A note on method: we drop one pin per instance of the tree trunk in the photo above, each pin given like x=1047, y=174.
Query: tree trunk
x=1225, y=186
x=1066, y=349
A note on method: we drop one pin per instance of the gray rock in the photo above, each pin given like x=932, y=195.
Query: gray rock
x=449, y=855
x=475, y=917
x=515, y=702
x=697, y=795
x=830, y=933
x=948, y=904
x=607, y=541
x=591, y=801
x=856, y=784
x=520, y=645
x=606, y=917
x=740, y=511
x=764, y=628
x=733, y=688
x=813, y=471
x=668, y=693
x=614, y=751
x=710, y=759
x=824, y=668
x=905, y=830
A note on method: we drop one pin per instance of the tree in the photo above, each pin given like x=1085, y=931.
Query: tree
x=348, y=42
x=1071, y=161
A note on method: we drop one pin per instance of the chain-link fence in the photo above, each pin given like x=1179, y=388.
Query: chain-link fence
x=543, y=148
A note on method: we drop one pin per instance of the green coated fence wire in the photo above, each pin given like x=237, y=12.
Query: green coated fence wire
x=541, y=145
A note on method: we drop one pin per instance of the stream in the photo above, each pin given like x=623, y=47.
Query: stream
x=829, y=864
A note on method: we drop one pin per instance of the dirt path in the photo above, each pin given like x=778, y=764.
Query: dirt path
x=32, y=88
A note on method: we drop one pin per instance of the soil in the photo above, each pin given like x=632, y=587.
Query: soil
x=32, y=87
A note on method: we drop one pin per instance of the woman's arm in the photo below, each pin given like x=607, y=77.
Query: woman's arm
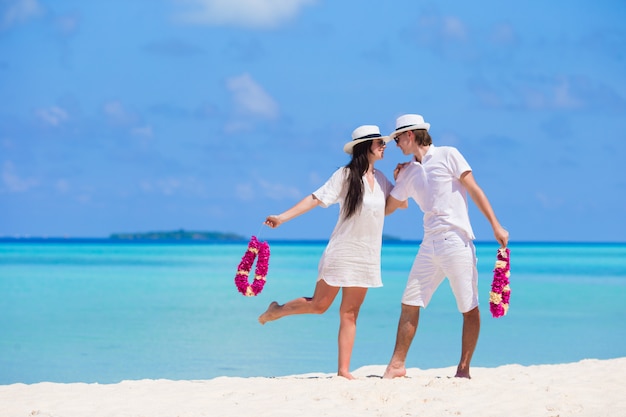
x=481, y=201
x=307, y=203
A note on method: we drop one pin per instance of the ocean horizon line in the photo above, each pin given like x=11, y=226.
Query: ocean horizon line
x=386, y=241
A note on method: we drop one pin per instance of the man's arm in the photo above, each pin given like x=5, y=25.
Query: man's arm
x=393, y=204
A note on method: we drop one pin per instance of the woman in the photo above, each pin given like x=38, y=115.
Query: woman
x=351, y=260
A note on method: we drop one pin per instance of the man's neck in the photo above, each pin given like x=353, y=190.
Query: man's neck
x=421, y=151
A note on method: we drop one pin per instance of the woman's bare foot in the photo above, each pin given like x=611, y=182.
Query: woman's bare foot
x=394, y=372
x=270, y=313
x=462, y=373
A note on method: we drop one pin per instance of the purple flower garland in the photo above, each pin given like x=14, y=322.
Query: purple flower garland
x=500, y=290
x=241, y=279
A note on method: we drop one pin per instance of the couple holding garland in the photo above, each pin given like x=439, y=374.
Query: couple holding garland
x=438, y=179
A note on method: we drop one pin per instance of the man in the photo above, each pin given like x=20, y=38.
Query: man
x=438, y=179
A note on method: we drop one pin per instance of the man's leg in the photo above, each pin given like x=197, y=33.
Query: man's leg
x=407, y=326
x=471, y=329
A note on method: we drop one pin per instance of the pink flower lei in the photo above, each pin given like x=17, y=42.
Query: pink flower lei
x=241, y=279
x=500, y=289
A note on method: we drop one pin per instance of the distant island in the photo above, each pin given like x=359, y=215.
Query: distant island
x=180, y=235
x=198, y=235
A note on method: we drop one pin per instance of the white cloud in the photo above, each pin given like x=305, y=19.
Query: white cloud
x=250, y=98
x=453, y=28
x=247, y=13
x=53, y=116
x=13, y=182
x=19, y=11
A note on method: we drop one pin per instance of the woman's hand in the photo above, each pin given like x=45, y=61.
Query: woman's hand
x=399, y=168
x=273, y=221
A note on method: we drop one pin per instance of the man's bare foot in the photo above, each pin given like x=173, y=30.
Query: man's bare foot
x=346, y=375
x=394, y=372
x=270, y=313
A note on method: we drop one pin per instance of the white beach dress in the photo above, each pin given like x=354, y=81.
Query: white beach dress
x=352, y=256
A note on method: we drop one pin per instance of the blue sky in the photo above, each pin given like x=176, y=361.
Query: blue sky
x=133, y=116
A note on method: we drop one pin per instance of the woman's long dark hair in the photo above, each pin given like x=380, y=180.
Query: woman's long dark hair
x=356, y=169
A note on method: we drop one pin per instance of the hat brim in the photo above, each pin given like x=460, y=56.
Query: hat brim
x=419, y=126
x=347, y=148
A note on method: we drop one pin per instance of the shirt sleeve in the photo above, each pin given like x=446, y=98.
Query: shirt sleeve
x=332, y=191
x=384, y=182
x=457, y=162
x=402, y=190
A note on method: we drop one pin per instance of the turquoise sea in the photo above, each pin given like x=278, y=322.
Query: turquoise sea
x=100, y=311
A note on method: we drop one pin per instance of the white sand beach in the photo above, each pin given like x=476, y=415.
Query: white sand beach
x=590, y=388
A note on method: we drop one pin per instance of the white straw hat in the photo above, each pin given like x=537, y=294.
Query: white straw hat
x=409, y=122
x=363, y=133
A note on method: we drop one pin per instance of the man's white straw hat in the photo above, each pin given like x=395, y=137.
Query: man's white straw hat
x=362, y=134
x=408, y=122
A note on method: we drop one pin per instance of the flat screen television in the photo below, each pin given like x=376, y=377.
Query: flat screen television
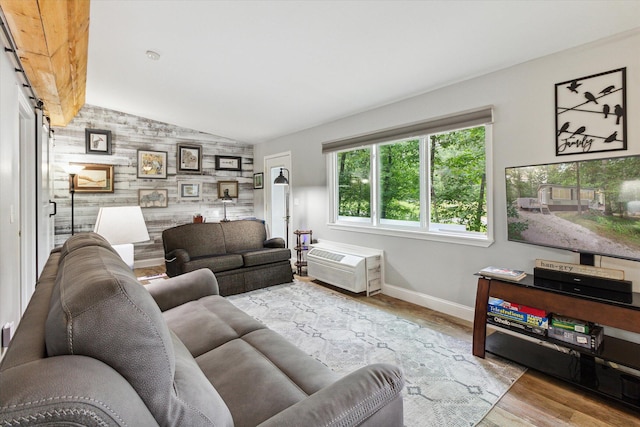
x=590, y=206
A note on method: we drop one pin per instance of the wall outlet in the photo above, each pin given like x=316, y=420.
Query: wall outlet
x=7, y=332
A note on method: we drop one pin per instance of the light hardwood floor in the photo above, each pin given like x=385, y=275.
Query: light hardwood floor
x=534, y=400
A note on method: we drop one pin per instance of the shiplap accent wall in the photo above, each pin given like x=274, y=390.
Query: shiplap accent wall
x=131, y=133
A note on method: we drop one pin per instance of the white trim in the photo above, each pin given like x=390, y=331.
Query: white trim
x=438, y=304
x=456, y=238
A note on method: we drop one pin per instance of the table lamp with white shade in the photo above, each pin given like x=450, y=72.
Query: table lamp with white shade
x=122, y=226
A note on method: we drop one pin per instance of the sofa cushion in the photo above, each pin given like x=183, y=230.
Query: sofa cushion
x=241, y=236
x=257, y=372
x=216, y=263
x=202, y=239
x=98, y=309
x=265, y=256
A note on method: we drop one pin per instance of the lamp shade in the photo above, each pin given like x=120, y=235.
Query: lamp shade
x=121, y=224
x=281, y=179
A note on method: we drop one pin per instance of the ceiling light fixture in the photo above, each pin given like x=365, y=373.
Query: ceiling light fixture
x=152, y=55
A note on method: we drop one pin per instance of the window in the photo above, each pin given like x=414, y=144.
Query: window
x=457, y=180
x=354, y=185
x=400, y=183
x=432, y=184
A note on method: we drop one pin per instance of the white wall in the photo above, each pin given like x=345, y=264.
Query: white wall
x=523, y=133
x=9, y=194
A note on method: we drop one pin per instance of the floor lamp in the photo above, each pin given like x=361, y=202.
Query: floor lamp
x=73, y=170
x=282, y=180
x=226, y=198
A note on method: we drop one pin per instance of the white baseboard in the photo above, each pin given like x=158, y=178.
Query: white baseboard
x=152, y=262
x=433, y=303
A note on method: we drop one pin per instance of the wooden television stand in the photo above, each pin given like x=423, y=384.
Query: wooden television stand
x=596, y=371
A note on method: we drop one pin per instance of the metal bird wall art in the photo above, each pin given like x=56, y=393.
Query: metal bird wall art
x=591, y=113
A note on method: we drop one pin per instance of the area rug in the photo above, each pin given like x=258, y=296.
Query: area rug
x=445, y=384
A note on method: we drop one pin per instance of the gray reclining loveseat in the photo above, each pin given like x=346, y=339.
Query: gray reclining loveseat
x=96, y=348
x=238, y=252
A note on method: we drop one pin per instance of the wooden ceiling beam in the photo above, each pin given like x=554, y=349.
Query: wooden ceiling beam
x=52, y=41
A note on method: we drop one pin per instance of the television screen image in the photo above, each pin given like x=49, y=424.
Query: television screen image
x=591, y=206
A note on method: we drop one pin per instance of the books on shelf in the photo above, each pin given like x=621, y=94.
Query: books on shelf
x=515, y=325
x=504, y=309
x=503, y=273
x=517, y=307
x=570, y=324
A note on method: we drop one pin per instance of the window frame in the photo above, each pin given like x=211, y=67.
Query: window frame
x=375, y=225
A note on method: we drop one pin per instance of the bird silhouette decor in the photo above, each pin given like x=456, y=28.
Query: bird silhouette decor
x=591, y=113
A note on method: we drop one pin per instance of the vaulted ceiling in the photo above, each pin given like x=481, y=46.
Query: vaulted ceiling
x=52, y=39
x=256, y=70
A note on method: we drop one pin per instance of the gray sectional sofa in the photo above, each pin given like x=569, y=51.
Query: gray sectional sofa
x=238, y=252
x=96, y=348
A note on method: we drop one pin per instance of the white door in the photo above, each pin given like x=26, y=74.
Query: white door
x=28, y=202
x=45, y=208
x=277, y=197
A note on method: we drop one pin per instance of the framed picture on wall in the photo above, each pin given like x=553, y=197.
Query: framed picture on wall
x=229, y=163
x=190, y=190
x=189, y=158
x=258, y=180
x=93, y=178
x=153, y=198
x=152, y=164
x=97, y=141
x=232, y=186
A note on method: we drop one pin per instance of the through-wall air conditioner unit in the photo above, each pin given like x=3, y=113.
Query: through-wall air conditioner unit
x=353, y=268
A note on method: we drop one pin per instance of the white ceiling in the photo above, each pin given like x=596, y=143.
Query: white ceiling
x=256, y=70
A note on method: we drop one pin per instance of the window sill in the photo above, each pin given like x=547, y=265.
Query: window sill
x=443, y=237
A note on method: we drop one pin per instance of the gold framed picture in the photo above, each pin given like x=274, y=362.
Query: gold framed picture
x=93, y=178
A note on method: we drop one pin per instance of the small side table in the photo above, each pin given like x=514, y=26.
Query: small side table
x=302, y=246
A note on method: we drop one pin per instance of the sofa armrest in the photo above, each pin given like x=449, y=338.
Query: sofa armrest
x=181, y=289
x=274, y=242
x=350, y=401
x=174, y=259
x=69, y=390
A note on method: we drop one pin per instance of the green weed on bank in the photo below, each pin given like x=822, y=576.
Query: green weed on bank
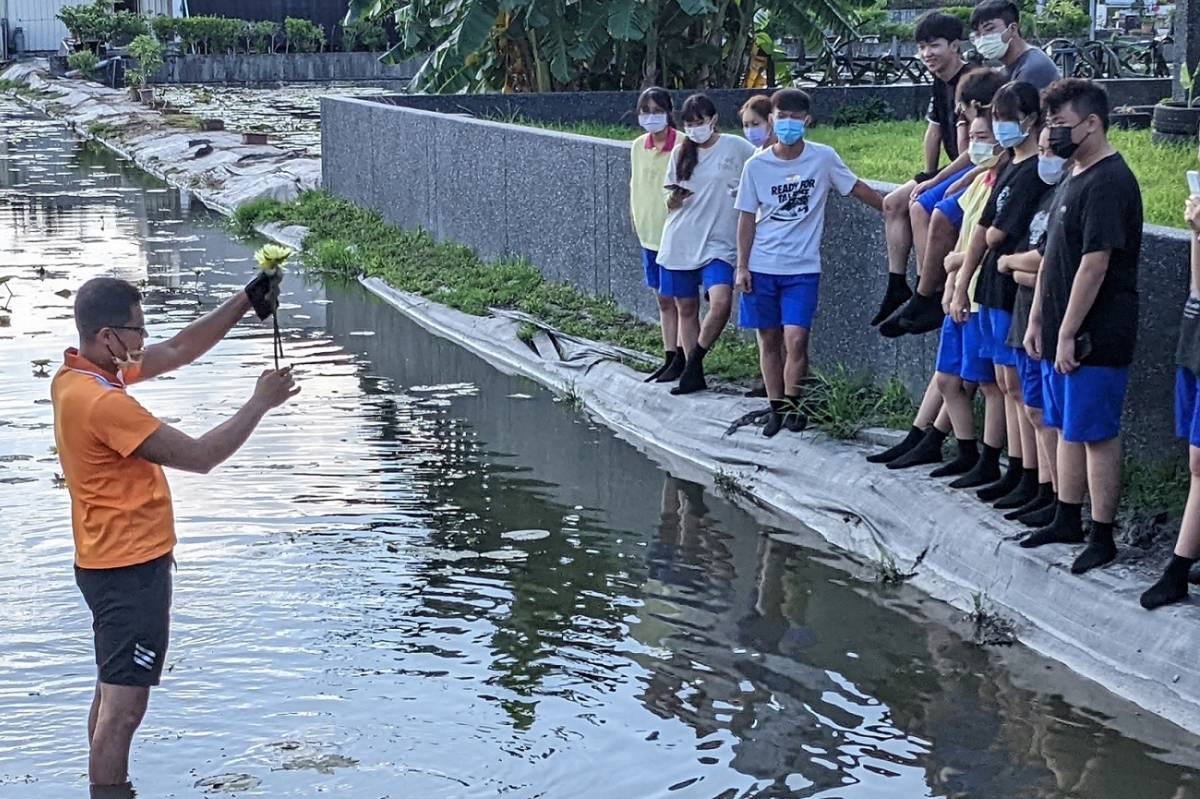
x=347, y=240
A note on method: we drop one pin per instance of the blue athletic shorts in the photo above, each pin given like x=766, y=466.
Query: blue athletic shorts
x=1085, y=404
x=651, y=265
x=994, y=325
x=688, y=282
x=1187, y=403
x=779, y=300
x=958, y=352
x=936, y=198
x=1030, y=371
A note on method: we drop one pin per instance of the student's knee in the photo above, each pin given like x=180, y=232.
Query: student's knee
x=948, y=384
x=897, y=203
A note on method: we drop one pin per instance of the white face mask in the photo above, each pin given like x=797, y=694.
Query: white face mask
x=983, y=154
x=653, y=122
x=699, y=133
x=991, y=46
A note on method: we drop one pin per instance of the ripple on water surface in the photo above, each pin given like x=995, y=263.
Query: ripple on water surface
x=425, y=578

Short exercise — Starting at the line with "like x=180, y=232.", copy every line up to and including the last one in the entries above.

Output below —
A note on method: we drop one pin per instance of the student's knee in the photo above, each pin given like x=180, y=232.
Query: student's knee
x=948, y=384
x=897, y=203
A note on method: we drop one pin per instance of the white face mask in the photo above, each pin given like x=797, y=694.
Query: white face mask
x=983, y=154
x=653, y=122
x=699, y=133
x=991, y=46
A note on method: we drop one pin per instance of the ripple on water surface in the photo above, each pin given like x=995, y=263.
Query: ripple on water surface
x=425, y=578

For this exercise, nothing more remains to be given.